**Set task A**
When was the project archived, according to the hillview repository page?
**Set task B**
Extend the hillview repository page, picking up right after its final line.

**Text section**

* * * * * * *

# hillview

**Repository Path**: mirrors_vmware/hillview

## Basic Information

- **Project Name**: hillview
- **Description**: Big data spreadsheet
- **Primary Language**: Unknown
- **License**: Apache-2.0
- **Default Branch**: master
- **Homepage**: None
- **GVP Project**: No

## Statistics

- **Stars**: 0
- **Forks**: 0
- **Created**: 2020-08-19
- **Last Updated**: 2026-04-04

## Categories & Tags

**Categories**: Uncategorized

**Tags**: None

## README

*This project has been archived in August 2022.  The code should run
fine, but no more updates are planned.*

![Hillview project logo](hillview-logo.png)

Hillview: a big data spreadsheet.  Hillview is a cloud-based
service for visualizing interactively large datasets.
The hillview user interface executes in a browser.

Contents:

[1. Documentation](#1-documentation)

* * * * * * *

Named-object pointing records:
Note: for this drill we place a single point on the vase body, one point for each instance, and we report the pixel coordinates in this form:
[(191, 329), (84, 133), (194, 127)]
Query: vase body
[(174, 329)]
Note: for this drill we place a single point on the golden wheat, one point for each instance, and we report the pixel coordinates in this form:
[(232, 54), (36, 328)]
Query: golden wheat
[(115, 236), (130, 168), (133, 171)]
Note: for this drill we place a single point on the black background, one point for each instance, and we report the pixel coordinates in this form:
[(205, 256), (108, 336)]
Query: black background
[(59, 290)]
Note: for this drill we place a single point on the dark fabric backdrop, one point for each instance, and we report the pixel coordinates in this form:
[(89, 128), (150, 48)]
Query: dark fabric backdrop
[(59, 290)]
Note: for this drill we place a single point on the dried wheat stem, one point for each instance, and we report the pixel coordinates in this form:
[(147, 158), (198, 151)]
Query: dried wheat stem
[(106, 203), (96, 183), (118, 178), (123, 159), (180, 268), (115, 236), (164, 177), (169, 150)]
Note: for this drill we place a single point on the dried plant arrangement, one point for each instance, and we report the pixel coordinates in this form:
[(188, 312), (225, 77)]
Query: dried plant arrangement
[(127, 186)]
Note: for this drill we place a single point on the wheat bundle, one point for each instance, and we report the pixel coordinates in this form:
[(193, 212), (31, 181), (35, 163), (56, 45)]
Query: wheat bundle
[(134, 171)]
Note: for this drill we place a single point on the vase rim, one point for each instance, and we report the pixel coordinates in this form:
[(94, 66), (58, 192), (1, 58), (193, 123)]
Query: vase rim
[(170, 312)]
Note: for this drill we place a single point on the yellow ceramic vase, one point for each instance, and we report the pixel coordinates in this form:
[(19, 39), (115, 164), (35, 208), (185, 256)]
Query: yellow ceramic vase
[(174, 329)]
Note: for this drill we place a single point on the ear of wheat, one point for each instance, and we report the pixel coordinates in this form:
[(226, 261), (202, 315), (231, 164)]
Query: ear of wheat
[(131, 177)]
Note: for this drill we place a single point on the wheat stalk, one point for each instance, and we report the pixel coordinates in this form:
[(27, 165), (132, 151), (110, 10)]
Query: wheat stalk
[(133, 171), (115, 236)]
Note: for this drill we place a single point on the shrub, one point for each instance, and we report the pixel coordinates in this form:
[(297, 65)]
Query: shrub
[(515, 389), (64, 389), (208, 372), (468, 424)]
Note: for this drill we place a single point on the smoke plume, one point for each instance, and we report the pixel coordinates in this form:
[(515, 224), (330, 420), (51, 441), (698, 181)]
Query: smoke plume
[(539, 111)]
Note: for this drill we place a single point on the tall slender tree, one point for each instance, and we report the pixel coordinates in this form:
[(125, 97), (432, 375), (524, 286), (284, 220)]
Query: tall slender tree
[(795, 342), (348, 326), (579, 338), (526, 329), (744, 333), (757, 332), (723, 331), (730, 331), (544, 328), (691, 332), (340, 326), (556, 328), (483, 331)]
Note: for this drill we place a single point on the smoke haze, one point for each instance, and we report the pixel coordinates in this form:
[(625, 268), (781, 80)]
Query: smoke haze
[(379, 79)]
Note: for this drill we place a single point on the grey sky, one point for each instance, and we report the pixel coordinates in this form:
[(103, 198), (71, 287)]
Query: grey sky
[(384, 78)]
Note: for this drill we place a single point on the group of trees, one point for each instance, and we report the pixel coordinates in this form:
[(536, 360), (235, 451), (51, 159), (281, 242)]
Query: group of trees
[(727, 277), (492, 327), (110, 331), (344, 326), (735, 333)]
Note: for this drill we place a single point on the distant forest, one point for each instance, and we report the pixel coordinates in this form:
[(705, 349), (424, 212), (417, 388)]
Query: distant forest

* * * * * * *

**Expected output A**
In August 2022.

**Expected output B**
[2. Local installation](#2-installing-and-running-hillview-on-a-local-machine)

[3. Cluster installation](#3-deploying-the-hillview-service-on-a-cluster)

[4. Developing Hillview](#4-developing-hillview)

# 1. Documentation

There is a [Hillview user manual](docs/userManual.md).

A [short video](https://1drv.ms/v/s!AlywK8G1COQ_jeRQatBqla3tvgk4FQ)
shows the system in action in real-time.

You can [try a
demo](http://ec2-18-217-136-170.us-east-2.compute.amazonaws.com:8080/)
of the system running on 15 small Amazon machines.  (the demo will
stop working eventually)

A [paper](https://arxiv.org/abs/1907.04827) describing the system in
some detail.  This is an extended version of the following publication
Mihai Budiu, Parikshit Gopalan, Lalith Suresh, Udi Wieder, Han
Kruiger, and Marcos K. Aguilera, Hillview: A trillion-cell spreadsheet
for big data, in PVLDB 2019, 12(11).

Documentation for the [internal APIs](docs/hillview-apis.pdf).

Experimental use of Hillview using [differential privacy](privacy.md).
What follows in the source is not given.